» **What this exercise asks**:
**a)** In the opinion piece on Sinhala and Tamil politics, what share of the Tamil population is said to live outside the so-called historical homelands?
**b)** Substitute "successive administrations" for "successive governments" in the opinion piece on Sinhala and Tamil politics, and write out the part starting with "This is also" and going on through "be taken up.".

── Quoted passage

One possible reason, however, for ‘Sinhala intransigence’ is the absurdity of Tamil demands. Just because you want something, it doesn’t mean that others are supposed to desist from assessing the fairness of the demand. You can say they are ‘racists’ for saying ‘no’, but then again that’s crass politics, nothing more.
We can interpret all this as a simple matter of politicians who depend on votes desisting from doing something that might get them thrown out of office. We can also bring in the pertinent reality of political parties playing political cards ‘right’ to retain or regain political edge. For instance, oppositions have typically opposed the bad as well as the good, clearly for reasons of political expedience. And this kind of choice is not the preserve of Sinhala politicians. Tamil politicians, as Sampanthan knows only too well, have upped the nationalist ante just to secure votes. Exaggeration is a useful tool in anxious times, we should not forget.
It is prudent to take fixations of communal identity as givens. It is silly to paint one community as villains and others as innocents. Given these realities, we need to understand that anxieties as well as the fact that extremists are best served by falsehood and not the truth with respect to grievances. This is where Tamil politics has failed. Sinhalese cannot be expected to swallow a tall story.
This is also where successive governments have floundered. The homeland myth has not been unpacked. The issue of lines arbitrarily drawn by the British being taken as the boundaries of this mythical homeland has not been challenged. The contradiction between claiming discrimination and the reality of half the Tamil population choosing to live outside the so-called historical homelands has to be taken up.
It is time for a historical audit. Otherwise, we will continue to have people like R Sampanthan disappointed and claiming that Tamils are running out of patience. The truth is that the Sinhalese have been patiently listening to fabrications tossed out by Tamil extremists for decades. It is time to stop keeping everyone in suspense. It is time that the Government did the hard thing: get the homeland story, shake it, strip it of frills and obtain its true dimensions. Until then we will have Tamil nationalists talking about the intransigence of Sinhalese and Sinhala nationalists returning the favor, charging that their Tamil counterparts are charlatans trying to shove fictions down the throats of Sinhalese to serve a land-grab objective. It will be a ‘they are the bad guys’ back and forth that takes no one anywhere any time soon.

────
── Data for review

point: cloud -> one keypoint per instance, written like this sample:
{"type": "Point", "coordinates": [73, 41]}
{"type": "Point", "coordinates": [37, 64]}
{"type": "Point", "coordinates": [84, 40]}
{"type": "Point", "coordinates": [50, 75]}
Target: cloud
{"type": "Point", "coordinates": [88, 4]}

────

» **Outputs by task**:
**a)** Half

**b)**
This is also where successive administrations have floundered. The homeland myth has not been unpacked. The issue of lines arbitrarily drawn by the British being taken as the boundaries of this mythical homeland has not been challenged. The contradiction between claiming discrimination and the reality of half the Tamil population choosing to live outside the so-called historical homelands has to be taken up.